• [Listed entries]
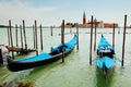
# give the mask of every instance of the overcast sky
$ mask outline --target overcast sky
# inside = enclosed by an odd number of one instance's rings
[[[124,14],[128,14],[128,24],[131,24],[131,0],[0,0],[0,25],[37,24],[60,25],[62,20],[82,23],[83,12],[86,20],[94,15],[98,21],[119,23],[123,25]]]

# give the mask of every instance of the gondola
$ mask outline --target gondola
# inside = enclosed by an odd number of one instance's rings
[[[40,65],[46,65],[48,63],[51,63],[53,61],[57,61],[61,59],[62,52],[64,55],[71,53],[71,51],[74,49],[74,46],[76,45],[76,35],[66,44],[60,44],[58,47],[52,48],[50,53],[40,53],[35,57],[25,58],[25,59],[11,59],[8,58],[8,69],[12,72],[17,72],[22,70],[33,69]],[[63,51],[64,50],[64,51]]]
[[[116,63],[115,49],[102,35],[100,41],[97,48],[96,65],[98,69],[103,71],[106,77],[108,74],[108,71],[115,66],[115,63]]]

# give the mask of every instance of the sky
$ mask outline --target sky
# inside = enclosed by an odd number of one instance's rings
[[[0,0],[0,25],[22,24],[58,26],[62,20],[82,23],[83,13],[105,23],[118,23],[123,26],[124,15],[131,24],[131,0]]]

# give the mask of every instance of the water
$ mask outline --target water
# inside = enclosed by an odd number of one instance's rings
[[[50,36],[50,29],[44,28],[44,50],[40,50],[40,41],[38,41],[38,49],[40,52],[49,52],[51,46],[57,46],[61,41],[60,29],[53,29],[53,36]],[[98,29],[97,30],[97,45],[103,34],[111,44],[112,29]],[[14,29],[13,29],[14,33]],[[69,41],[73,37],[75,28],[66,29],[66,41]],[[124,66],[121,67],[119,61],[116,62],[115,69],[109,73],[108,78],[105,79],[102,71],[96,67],[95,62],[90,65],[90,28],[80,28],[80,49],[76,48],[73,52],[66,57],[66,62],[62,60],[53,62],[48,65],[21,71],[10,72],[7,66],[0,66],[0,85],[8,84],[16,87],[19,84],[28,84],[33,87],[129,87],[131,85],[131,29],[127,30],[126,40],[126,57]],[[33,48],[33,32],[31,28],[26,29],[28,48]],[[40,36],[38,34],[38,36]],[[15,34],[13,34],[13,40],[15,45]],[[20,37],[20,35],[19,35]],[[116,29],[116,57],[121,58],[122,54],[122,29],[118,34]],[[0,28],[0,44],[8,45],[7,29]],[[39,39],[38,39],[39,40]],[[21,42],[19,44],[21,47]],[[16,55],[15,58],[27,58],[35,55],[35,52],[24,55]],[[93,51],[93,59],[96,58],[96,53]]]

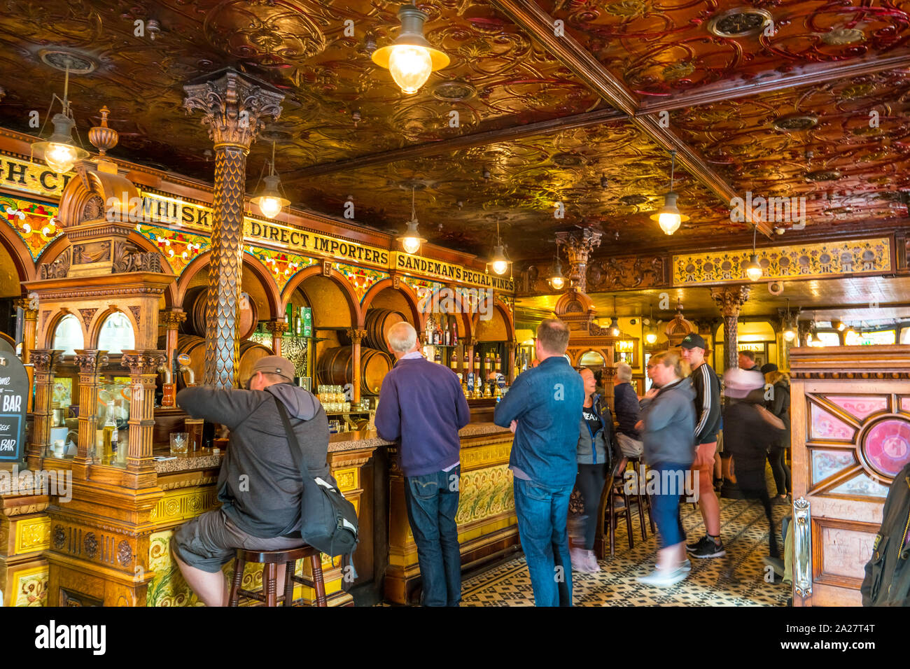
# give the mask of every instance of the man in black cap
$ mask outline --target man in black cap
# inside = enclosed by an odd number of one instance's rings
[[[696,558],[721,557],[726,551],[721,542],[721,506],[713,486],[714,453],[721,430],[721,382],[704,361],[706,344],[701,335],[686,335],[680,346],[682,359],[692,368],[692,385],[695,389],[695,461],[692,472],[698,485],[698,507],[705,530],[705,536],[686,544],[686,550]]]
[[[226,606],[228,583],[221,566],[238,548],[282,551],[303,545],[300,494],[303,481],[291,455],[276,400],[288,411],[309,474],[331,481],[326,455],[329,421],[312,393],[292,385],[294,366],[280,356],[262,358],[245,380],[248,390],[187,388],[177,403],[194,418],[230,431],[218,474],[219,509],[181,525],[171,541],[187,583],[207,606]],[[278,592],[284,587],[279,570]]]

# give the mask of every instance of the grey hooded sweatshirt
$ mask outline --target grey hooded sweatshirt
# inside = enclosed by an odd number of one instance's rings
[[[682,379],[642,400],[642,442],[649,466],[695,461],[695,390]]]
[[[218,474],[218,500],[225,515],[238,527],[264,539],[300,529],[303,491],[273,398],[288,410],[310,476],[331,481],[326,461],[329,421],[312,393],[279,383],[264,390],[199,387],[177,394],[177,406],[190,416],[230,430],[228,453]]]

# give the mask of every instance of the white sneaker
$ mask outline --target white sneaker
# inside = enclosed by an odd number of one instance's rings
[[[569,549],[569,557],[571,558],[571,569],[573,572],[592,573],[591,567],[588,564],[588,556],[586,553],[587,551],[583,551],[581,548]]]
[[[669,588],[671,585],[675,585],[680,581],[683,581],[687,575],[688,573],[683,572],[682,569],[677,569],[673,572],[670,572],[669,573],[662,572],[659,569],[655,569],[647,576],[639,576],[635,580],[640,583],[644,583],[645,585],[653,585],[658,588]]]

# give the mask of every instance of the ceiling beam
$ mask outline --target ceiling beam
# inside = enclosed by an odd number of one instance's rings
[[[281,179],[288,182],[306,177],[317,177],[322,174],[339,172],[344,169],[359,169],[374,165],[393,163],[398,160],[409,160],[426,156],[438,156],[465,148],[485,147],[498,142],[539,137],[541,135],[548,135],[551,132],[561,132],[562,130],[570,130],[577,127],[599,126],[602,123],[609,123],[611,121],[622,121],[628,117],[629,115],[616,111],[615,109],[597,109],[592,112],[551,118],[546,121],[529,123],[524,126],[513,126],[500,130],[486,130],[484,132],[460,135],[457,137],[442,139],[438,142],[416,144],[410,147],[403,147],[402,148],[395,148],[391,151],[381,151],[359,157],[338,160],[333,163],[311,165],[307,167],[282,172]],[[255,181],[256,179],[249,180]]]
[[[825,84],[830,81],[846,81],[854,76],[873,75],[876,72],[910,67],[910,53],[898,56],[873,56],[855,60],[819,63],[796,68],[793,73],[773,72],[753,79],[725,79],[709,84],[685,93],[660,97],[643,102],[639,114],[657,114],[675,111],[699,105],[750,97],[763,93],[774,93],[785,88]]]
[[[533,0],[492,0],[492,4],[509,18],[539,42],[548,53],[571,70],[592,91],[626,114],[640,114],[640,102],[620,79],[570,35],[555,35],[555,20]],[[632,119],[635,126],[671,151],[675,150],[680,162],[693,177],[703,183],[723,202],[729,203],[736,192],[691,147],[677,137],[669,128],[662,127],[657,118],[642,116]],[[766,222],[757,224],[758,229],[770,237],[772,227]]]

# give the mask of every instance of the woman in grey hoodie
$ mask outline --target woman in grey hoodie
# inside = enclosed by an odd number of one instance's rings
[[[642,400],[642,420],[636,427],[648,462],[646,490],[652,494],[661,549],[657,569],[638,581],[667,587],[684,579],[692,568],[685,554],[680,495],[686,492],[686,473],[695,459],[695,391],[682,378],[680,355],[674,350],[652,356],[648,376],[655,387]]]

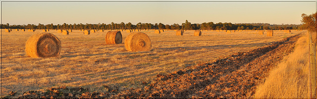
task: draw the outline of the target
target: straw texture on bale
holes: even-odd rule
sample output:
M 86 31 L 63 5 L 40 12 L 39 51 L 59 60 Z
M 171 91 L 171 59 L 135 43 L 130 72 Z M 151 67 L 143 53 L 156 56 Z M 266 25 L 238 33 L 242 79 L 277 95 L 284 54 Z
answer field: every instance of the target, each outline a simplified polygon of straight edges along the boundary
M 183 31 L 181 30 L 178 30 L 177 31 L 176 31 L 176 35 L 177 36 L 181 36 L 183 35 Z
M 231 31 L 230 30 L 226 30 L 226 33 L 231 33 Z
M 63 32 L 61 33 L 62 34 L 69 34 L 69 33 L 67 30 L 63 30 Z
M 154 32 L 154 33 L 160 33 L 160 32 L 158 30 L 155 30 L 155 32 Z
M 264 32 L 263 32 L 263 30 L 259 31 L 259 34 L 264 34 Z
M 194 33 L 194 36 L 201 36 L 202 35 L 202 32 L 199 30 L 195 31 Z
M 152 44 L 146 33 L 133 32 L 128 35 L 124 40 L 124 46 L 128 51 L 148 51 L 151 50 Z
M 5 32 L 6 33 L 9 33 L 10 32 L 11 32 L 10 31 L 10 29 L 5 29 Z
M 122 42 L 122 35 L 120 31 L 109 31 L 106 34 L 106 44 L 120 44 Z
M 84 34 L 90 34 L 90 31 L 89 30 L 84 31 Z
M 42 33 L 31 36 L 26 41 L 25 52 L 33 58 L 58 56 L 61 46 L 60 40 L 54 34 Z
M 266 33 L 266 36 L 273 36 L 273 31 L 272 30 L 268 30 Z
M 58 33 L 61 33 L 62 32 L 63 32 L 63 31 L 62 31 L 61 30 L 57 30 Z

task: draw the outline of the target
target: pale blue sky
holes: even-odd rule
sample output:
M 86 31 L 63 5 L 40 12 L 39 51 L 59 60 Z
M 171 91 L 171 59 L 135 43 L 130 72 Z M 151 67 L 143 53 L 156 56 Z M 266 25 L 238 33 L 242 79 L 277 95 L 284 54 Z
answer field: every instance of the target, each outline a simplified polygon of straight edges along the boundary
M 165 25 L 213 22 L 300 24 L 316 11 L 316 1 L 1 1 L 1 23 Z

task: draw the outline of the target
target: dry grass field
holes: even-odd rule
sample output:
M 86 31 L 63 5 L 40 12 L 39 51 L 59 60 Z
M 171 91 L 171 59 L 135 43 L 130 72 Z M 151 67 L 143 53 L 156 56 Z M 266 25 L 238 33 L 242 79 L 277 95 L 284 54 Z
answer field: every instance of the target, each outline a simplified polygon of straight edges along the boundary
M 257 87 L 256 98 L 309 98 L 311 97 L 309 35 L 299 38 L 294 52 L 269 72 Z
M 103 85 L 120 88 L 140 87 L 158 74 L 166 74 L 197 63 L 218 59 L 239 52 L 255 49 L 272 42 L 306 31 L 292 33 L 274 31 L 273 36 L 258 34 L 258 32 L 203 31 L 194 36 L 194 31 L 176 36 L 173 30 L 159 34 L 142 31 L 152 43 L 150 51 L 128 52 L 122 44 L 108 45 L 105 42 L 108 31 L 84 35 L 73 30 L 62 35 L 50 30 L 61 41 L 59 57 L 33 58 L 26 56 L 25 43 L 31 35 L 43 32 L 5 33 L 1 30 L 1 65 L 2 95 L 10 91 L 23 92 L 62 86 L 89 88 L 105 91 Z M 123 39 L 129 34 L 121 32 Z

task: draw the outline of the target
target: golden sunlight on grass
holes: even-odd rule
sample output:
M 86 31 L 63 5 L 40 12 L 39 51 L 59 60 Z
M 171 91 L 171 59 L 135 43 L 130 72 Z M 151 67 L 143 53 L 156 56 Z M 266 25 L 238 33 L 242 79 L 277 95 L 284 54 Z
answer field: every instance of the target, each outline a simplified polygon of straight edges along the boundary
M 270 71 L 256 98 L 310 98 L 308 36 L 299 38 L 295 50 Z
M 194 36 L 194 31 L 185 31 L 183 36 L 176 36 L 172 30 L 159 34 L 155 33 L 154 31 L 142 31 L 151 39 L 152 49 L 131 52 L 127 51 L 124 41 L 106 44 L 105 38 L 107 31 L 84 35 L 83 32 L 73 30 L 69 34 L 62 35 L 52 30 L 47 33 L 54 34 L 61 40 L 60 56 L 33 58 L 25 55 L 25 43 L 30 36 L 42 31 L 1 31 L 3 95 L 11 91 L 22 94 L 61 86 L 86 87 L 92 91 L 104 91 L 103 85 L 121 88 L 140 87 L 144 86 L 142 82 L 150 81 L 158 73 L 172 72 L 306 32 L 294 31 L 292 33 L 285 33 L 274 31 L 273 36 L 267 37 L 258 34 L 256 31 L 226 34 L 213 31 L 202 32 L 201 36 Z M 124 41 L 130 33 L 123 31 L 121 33 Z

• [Exercise] Copy each line of the material that contains the word "water".

• [Answer to this exercise]
# give the mask of every instance of the water
$ mask outline --target water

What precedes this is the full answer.